-- EXERCISE MATERIALS follows --

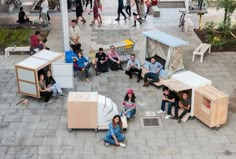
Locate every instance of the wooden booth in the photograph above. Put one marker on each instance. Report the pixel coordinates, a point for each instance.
(28, 69)
(89, 110)
(207, 103)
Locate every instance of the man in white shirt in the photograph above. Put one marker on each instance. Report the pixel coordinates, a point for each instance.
(74, 36)
(44, 11)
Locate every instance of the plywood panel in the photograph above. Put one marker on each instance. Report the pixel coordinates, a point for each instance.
(28, 88)
(175, 85)
(27, 75)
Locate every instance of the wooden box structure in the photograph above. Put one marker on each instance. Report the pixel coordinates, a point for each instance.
(27, 72)
(89, 110)
(207, 103)
(211, 106)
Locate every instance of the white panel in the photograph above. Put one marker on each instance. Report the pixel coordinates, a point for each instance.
(65, 81)
(27, 75)
(63, 69)
(32, 63)
(47, 55)
(28, 88)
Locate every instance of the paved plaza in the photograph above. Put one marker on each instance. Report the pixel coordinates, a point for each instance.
(39, 131)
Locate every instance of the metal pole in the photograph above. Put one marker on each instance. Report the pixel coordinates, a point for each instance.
(65, 24)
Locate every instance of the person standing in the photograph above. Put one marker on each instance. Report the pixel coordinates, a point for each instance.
(133, 65)
(114, 59)
(128, 7)
(22, 17)
(129, 105)
(120, 10)
(136, 12)
(44, 12)
(52, 85)
(153, 74)
(101, 61)
(114, 135)
(79, 11)
(74, 35)
(172, 99)
(95, 13)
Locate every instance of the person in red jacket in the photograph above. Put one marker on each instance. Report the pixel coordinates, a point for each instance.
(35, 42)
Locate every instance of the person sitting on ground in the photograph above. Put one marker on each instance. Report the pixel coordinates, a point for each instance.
(184, 105)
(82, 64)
(35, 42)
(153, 74)
(133, 65)
(22, 17)
(114, 135)
(129, 105)
(44, 91)
(52, 85)
(172, 99)
(74, 32)
(114, 59)
(101, 62)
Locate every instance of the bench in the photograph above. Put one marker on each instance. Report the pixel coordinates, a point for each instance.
(15, 49)
(155, 11)
(158, 84)
(188, 25)
(201, 49)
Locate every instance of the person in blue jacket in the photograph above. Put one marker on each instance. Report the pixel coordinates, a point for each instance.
(82, 64)
(114, 134)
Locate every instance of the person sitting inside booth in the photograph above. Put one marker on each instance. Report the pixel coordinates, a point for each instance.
(52, 85)
(82, 64)
(133, 65)
(184, 105)
(153, 75)
(114, 59)
(101, 62)
(114, 135)
(129, 105)
(22, 17)
(44, 91)
(172, 99)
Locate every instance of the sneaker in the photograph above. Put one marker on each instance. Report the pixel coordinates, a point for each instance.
(122, 145)
(161, 112)
(179, 121)
(168, 117)
(49, 102)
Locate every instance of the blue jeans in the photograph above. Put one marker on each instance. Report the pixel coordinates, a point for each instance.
(129, 114)
(153, 76)
(109, 139)
(170, 104)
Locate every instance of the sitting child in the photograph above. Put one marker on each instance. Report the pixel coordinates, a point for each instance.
(184, 105)
(129, 105)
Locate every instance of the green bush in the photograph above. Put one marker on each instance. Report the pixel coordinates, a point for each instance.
(10, 37)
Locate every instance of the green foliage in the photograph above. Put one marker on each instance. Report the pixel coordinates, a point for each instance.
(229, 7)
(10, 37)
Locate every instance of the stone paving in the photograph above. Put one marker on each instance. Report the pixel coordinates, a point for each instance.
(39, 131)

-- EXERCISE MATERIALS concluded --

=== EXERCISE DESCRIPTION ===
Omit every picture while printing the data word for word.

=== TASK RESULT ===
Locate every instance of the wooden booth in the photograph above. Put one marker on each instance. Report the pixel coordinates, a point for each instance.
(28, 69)
(89, 110)
(207, 103)
Locate every instance of the man in white shirt in the photograph above. Put one marker on each instance. Report the pixel coordinates, a point for each instance.
(74, 36)
(44, 11)
Locate every instance of the plywood panel in the photograph above. Put one marker on each instance. Report the pixel coordinates, a point for each instance.
(28, 88)
(175, 85)
(27, 75)
Locate every instance of the wooden box structure in the photograph above. Put one marker on each instance. Report the pixel coordinates, a point for each instance.
(27, 72)
(89, 110)
(207, 103)
(211, 106)
Locate every instance of the white panel in the photograph above. Put one marker on each instance. Report the pixel coordinates, a point for each instance.
(65, 81)
(27, 75)
(63, 69)
(32, 63)
(47, 55)
(28, 88)
Locate every instance of the paved plaza in the photograph above. Put one marker on each instance. Report the pixel coordinates, a point for each instance.
(39, 131)
Locate every instance of the metal pole in the photograph above. Put one marker on each instance. Report the pixel coordinates, a point for each instance.
(65, 24)
Locate every instance of the person standing in the photograph above. Put one marker on each instance. Report the pixel coordinates, a point for each instance.
(133, 65)
(114, 59)
(128, 7)
(22, 17)
(129, 105)
(120, 10)
(136, 12)
(44, 12)
(52, 85)
(153, 74)
(101, 61)
(114, 135)
(79, 11)
(74, 35)
(172, 99)
(95, 13)
Locate every instance of the person in red jacket in the photograph above. Put one marker on each instance. Report the pixel coordinates, a point for each instance.
(35, 42)
Locate every instance of the person sitting on ground in the photograph above. Put one marker on each instance. Report the pixel coordinates, a point for each instance.
(184, 105)
(82, 64)
(35, 42)
(153, 74)
(133, 65)
(22, 17)
(114, 135)
(129, 105)
(44, 91)
(52, 85)
(172, 99)
(74, 32)
(114, 59)
(101, 62)
Locate every instance of the bench in the photograph above. Put one marker on each instance. Report the pixel coordinates, a point for each instance.
(15, 49)
(155, 11)
(158, 84)
(188, 25)
(201, 49)
Locate every instance of the person in blue jacket in the photograph above. Put one marker on each instance. Report the pixel coordinates, a point for each instance.
(82, 64)
(114, 134)
Locate every instance of the person sitting inside booth in the photograph above. Put one marker on each instance. Report the pixel coordinates, a point for each instance.
(52, 85)
(82, 64)
(133, 65)
(184, 105)
(153, 75)
(114, 59)
(101, 62)
(114, 135)
(129, 105)
(22, 17)
(44, 91)
(172, 99)
Locate every instance of the sneaker in the photograph above. Put one marker on each instance. Report the pixel coordinates, a point for each instance.
(122, 145)
(161, 112)
(179, 121)
(168, 117)
(49, 102)
Locate every instance of the blue jeans in the photograph above. Put one marker on each instance. Report the pixel coordinates, a point for each instance.
(129, 114)
(153, 76)
(109, 139)
(170, 104)
Locate every instance of the sitting child in the photograph above. Put one marker on each instance. Report the pixel coordinates, a point for each instance.
(184, 105)
(129, 105)
Locate every instance of the green bush in the photograph above. Put one marker on each instance. Report the pixel coordinates, a point for each instance.
(10, 37)
Locate every instance of the green foliage in the photograph above. Put one marker on each instance. Report the pixel coordinates, a point for each instance.
(229, 7)
(10, 37)
Locate every instance of the stone paving in the photograph above. Put one marker on each instance. Report the pixel coordinates, a point for each instance.
(39, 131)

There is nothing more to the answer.